Reproduce exactly, with no other output, every line of the data below from the line containing "Question. Indicate each instance of the dashed" to the end, inclusive.

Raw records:

— start —

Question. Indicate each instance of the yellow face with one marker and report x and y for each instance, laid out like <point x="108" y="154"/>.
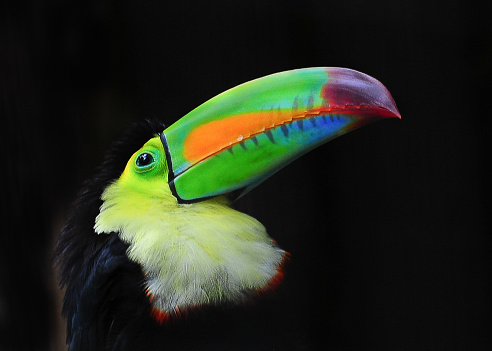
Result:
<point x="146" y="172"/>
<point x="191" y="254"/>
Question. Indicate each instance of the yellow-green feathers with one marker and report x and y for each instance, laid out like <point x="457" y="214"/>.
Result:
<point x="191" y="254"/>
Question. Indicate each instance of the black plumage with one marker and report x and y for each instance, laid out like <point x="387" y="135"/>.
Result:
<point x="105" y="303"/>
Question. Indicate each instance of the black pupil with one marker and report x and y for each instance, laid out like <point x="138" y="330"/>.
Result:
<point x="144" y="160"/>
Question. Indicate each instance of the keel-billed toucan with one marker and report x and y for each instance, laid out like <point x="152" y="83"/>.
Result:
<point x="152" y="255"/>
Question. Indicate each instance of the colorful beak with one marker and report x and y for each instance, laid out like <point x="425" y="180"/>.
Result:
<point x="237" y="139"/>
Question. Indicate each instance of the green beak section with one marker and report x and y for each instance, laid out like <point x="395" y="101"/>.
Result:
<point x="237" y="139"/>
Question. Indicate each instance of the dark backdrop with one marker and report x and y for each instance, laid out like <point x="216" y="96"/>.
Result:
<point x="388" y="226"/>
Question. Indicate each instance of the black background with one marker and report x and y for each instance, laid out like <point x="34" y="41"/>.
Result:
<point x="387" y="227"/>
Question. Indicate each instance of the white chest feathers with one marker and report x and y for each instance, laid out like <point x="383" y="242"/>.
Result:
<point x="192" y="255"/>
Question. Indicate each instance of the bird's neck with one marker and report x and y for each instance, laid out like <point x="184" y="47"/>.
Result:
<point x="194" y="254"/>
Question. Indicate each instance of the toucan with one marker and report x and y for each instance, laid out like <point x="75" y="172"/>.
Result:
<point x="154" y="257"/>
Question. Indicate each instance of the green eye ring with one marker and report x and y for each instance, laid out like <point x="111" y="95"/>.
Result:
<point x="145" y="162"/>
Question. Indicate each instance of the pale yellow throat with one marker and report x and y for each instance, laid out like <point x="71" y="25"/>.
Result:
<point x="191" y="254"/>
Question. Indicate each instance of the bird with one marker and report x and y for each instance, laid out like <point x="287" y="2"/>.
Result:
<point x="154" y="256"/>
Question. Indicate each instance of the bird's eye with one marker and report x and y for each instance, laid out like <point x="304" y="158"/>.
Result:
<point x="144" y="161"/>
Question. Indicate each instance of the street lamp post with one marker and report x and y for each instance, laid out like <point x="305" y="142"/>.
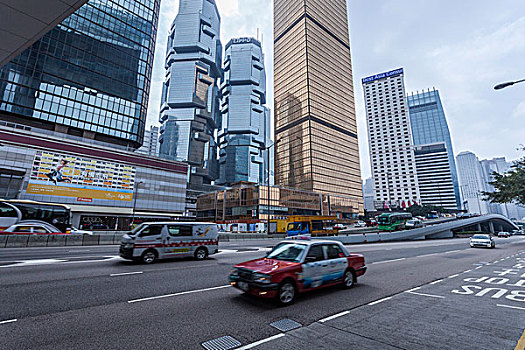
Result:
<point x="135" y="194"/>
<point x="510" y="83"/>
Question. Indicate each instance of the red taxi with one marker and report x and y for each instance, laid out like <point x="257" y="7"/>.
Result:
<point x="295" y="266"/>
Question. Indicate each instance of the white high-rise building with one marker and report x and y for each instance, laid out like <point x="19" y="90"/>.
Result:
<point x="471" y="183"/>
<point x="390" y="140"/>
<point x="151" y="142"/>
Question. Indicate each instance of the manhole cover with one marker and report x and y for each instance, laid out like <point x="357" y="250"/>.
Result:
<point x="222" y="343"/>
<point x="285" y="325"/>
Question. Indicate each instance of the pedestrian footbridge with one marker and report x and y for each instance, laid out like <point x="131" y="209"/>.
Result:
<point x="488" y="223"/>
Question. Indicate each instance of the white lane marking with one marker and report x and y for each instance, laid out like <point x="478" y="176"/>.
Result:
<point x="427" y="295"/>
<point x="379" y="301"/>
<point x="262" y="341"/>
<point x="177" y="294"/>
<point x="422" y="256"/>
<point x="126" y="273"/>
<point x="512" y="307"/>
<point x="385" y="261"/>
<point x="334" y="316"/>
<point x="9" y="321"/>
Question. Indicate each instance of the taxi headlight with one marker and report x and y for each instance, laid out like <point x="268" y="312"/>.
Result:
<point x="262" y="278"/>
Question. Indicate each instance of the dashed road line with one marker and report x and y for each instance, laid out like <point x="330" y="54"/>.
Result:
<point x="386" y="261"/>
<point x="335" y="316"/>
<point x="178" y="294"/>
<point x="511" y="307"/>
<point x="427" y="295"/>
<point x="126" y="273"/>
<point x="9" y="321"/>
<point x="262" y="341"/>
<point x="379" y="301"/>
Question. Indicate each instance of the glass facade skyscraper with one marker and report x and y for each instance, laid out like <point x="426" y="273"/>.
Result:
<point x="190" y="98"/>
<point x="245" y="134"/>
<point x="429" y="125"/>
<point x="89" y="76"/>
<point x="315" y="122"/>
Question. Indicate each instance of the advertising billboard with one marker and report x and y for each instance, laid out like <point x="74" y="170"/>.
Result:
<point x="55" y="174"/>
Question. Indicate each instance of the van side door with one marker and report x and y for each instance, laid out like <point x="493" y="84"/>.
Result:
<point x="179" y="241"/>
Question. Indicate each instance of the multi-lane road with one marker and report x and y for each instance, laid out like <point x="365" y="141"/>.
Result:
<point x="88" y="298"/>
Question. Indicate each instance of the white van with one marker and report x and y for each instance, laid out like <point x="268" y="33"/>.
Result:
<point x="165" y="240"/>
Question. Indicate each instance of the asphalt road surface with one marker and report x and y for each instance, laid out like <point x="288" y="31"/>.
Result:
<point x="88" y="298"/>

— end —

COMPLETED EXERCISE:
Question. Indicate each instance of the dashed road line with one marker and report x and y for each instance, laid out like <point x="330" y="54"/>.
Result:
<point x="386" y="261"/>
<point x="335" y="316"/>
<point x="178" y="294"/>
<point x="511" y="307"/>
<point x="427" y="295"/>
<point x="126" y="273"/>
<point x="9" y="321"/>
<point x="262" y="341"/>
<point x="379" y="301"/>
Question. Indicate each instance of the glass facade skyscraper with one marker and report x and y for each instance, laid out like <point x="426" y="273"/>.
Result:
<point x="190" y="98"/>
<point x="245" y="134"/>
<point x="429" y="125"/>
<point x="89" y="76"/>
<point x="315" y="122"/>
Question. Indicate each instance of the advertising billboard with one marker and report x and y for each instance, laid out like <point x="74" y="170"/>.
Result:
<point x="55" y="174"/>
Question. Indicate each instance of the van side door with one marker and report x and y for each instance, laid out like <point x="493" y="84"/>.
Result:
<point x="179" y="241"/>
Question. Indicate each instance of the multi-lane road with one marker and report x and y for each instance, laid out like <point x="365" y="141"/>.
Result:
<point x="88" y="298"/>
Question. Indicate each instance of the white van with one marker and report x and y for each instance, laid out like <point x="268" y="33"/>.
Result:
<point x="165" y="240"/>
Question. Indicate each instance of the asphalt road surface with one marker and report x and y for each instance, laid out like <point x="288" y="31"/>.
Result:
<point x="88" y="298"/>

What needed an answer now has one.